Records supplied:

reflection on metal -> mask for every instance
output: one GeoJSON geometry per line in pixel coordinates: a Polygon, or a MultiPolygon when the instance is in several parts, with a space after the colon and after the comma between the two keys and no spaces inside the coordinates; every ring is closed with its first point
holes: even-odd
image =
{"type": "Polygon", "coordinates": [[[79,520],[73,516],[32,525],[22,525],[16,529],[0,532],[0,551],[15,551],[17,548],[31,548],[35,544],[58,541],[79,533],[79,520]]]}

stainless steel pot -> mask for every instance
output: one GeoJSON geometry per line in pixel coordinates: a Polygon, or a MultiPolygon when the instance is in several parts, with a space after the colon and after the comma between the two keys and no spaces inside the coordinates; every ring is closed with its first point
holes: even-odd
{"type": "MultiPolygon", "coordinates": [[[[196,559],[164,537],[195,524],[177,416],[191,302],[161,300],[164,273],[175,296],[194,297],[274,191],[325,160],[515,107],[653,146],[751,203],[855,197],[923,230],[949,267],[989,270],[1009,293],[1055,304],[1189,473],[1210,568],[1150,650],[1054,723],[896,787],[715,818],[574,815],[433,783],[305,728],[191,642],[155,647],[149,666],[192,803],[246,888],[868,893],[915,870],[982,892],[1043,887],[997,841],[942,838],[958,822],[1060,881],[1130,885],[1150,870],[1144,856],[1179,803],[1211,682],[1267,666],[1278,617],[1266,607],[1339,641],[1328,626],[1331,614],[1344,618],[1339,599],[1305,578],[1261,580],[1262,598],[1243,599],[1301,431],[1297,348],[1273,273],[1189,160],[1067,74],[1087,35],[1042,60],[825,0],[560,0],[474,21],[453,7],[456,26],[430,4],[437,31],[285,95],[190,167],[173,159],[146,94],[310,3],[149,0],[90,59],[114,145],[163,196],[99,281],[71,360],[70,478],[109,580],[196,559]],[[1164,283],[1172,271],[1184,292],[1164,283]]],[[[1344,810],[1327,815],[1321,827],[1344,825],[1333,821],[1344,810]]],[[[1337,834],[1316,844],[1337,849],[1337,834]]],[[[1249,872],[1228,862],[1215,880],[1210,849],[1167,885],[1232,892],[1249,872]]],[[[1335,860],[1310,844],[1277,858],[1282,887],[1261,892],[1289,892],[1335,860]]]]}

Exercise prompt: Reproduce every line of the records above verbatim, with no alterations.

Written reply:
reflection on metal -> mask for every instance
output: one GeoJSON geometry per line in pixel coordinates: a Polygon, or a MultiPolygon when the instance is in several parts, with a space after the colon and after the comma between the two keys and no spaces inside the coordinates; every ring is closed with its first point
holes: even-odd
image =
{"type": "Polygon", "coordinates": [[[79,520],[73,516],[32,525],[22,525],[16,529],[0,532],[0,551],[15,551],[17,548],[31,548],[35,544],[58,541],[79,533],[79,520]]]}

stainless steel pot -> mask for every instance
output: one GeoJSON geometry per line in pixel coordinates: a Polygon, or a MultiPolygon when the instance is in several parts, with a space after the colon and after the comma between the two keys and no spaces inside the coordinates; every ring is closed with its first point
holes: even-odd
{"type": "MultiPolygon", "coordinates": [[[[196,559],[164,537],[195,524],[177,416],[191,302],[161,300],[164,273],[175,296],[194,297],[274,191],[325,160],[515,107],[653,146],[751,203],[855,197],[923,230],[949,267],[989,270],[1009,293],[1055,304],[1189,473],[1210,568],[1150,650],[1054,723],[896,787],[715,818],[574,815],[433,783],[305,728],[191,642],[155,647],[149,666],[192,803],[246,888],[868,893],[915,870],[982,892],[1043,887],[997,841],[942,838],[958,822],[1060,881],[1130,885],[1150,870],[1144,856],[1179,803],[1211,682],[1267,666],[1278,617],[1266,607],[1339,641],[1328,626],[1331,614],[1344,618],[1339,599],[1305,578],[1261,580],[1262,598],[1243,599],[1301,431],[1297,348],[1273,273],[1189,160],[1067,74],[1087,35],[1042,60],[825,0],[560,0],[474,21],[453,7],[456,26],[430,4],[437,31],[285,95],[190,167],[173,159],[146,94],[310,3],[149,0],[90,59],[114,145],[163,196],[99,281],[71,360],[70,478],[109,580],[196,559]],[[1164,283],[1172,271],[1184,292],[1164,283]]],[[[1344,810],[1327,815],[1321,827],[1344,825],[1333,821],[1344,810]]],[[[1337,834],[1316,844],[1337,849],[1337,834]]],[[[1249,872],[1228,862],[1215,880],[1210,849],[1167,885],[1232,892],[1249,872]]],[[[1335,860],[1310,844],[1277,858],[1282,887],[1261,892],[1289,892],[1335,860]]]]}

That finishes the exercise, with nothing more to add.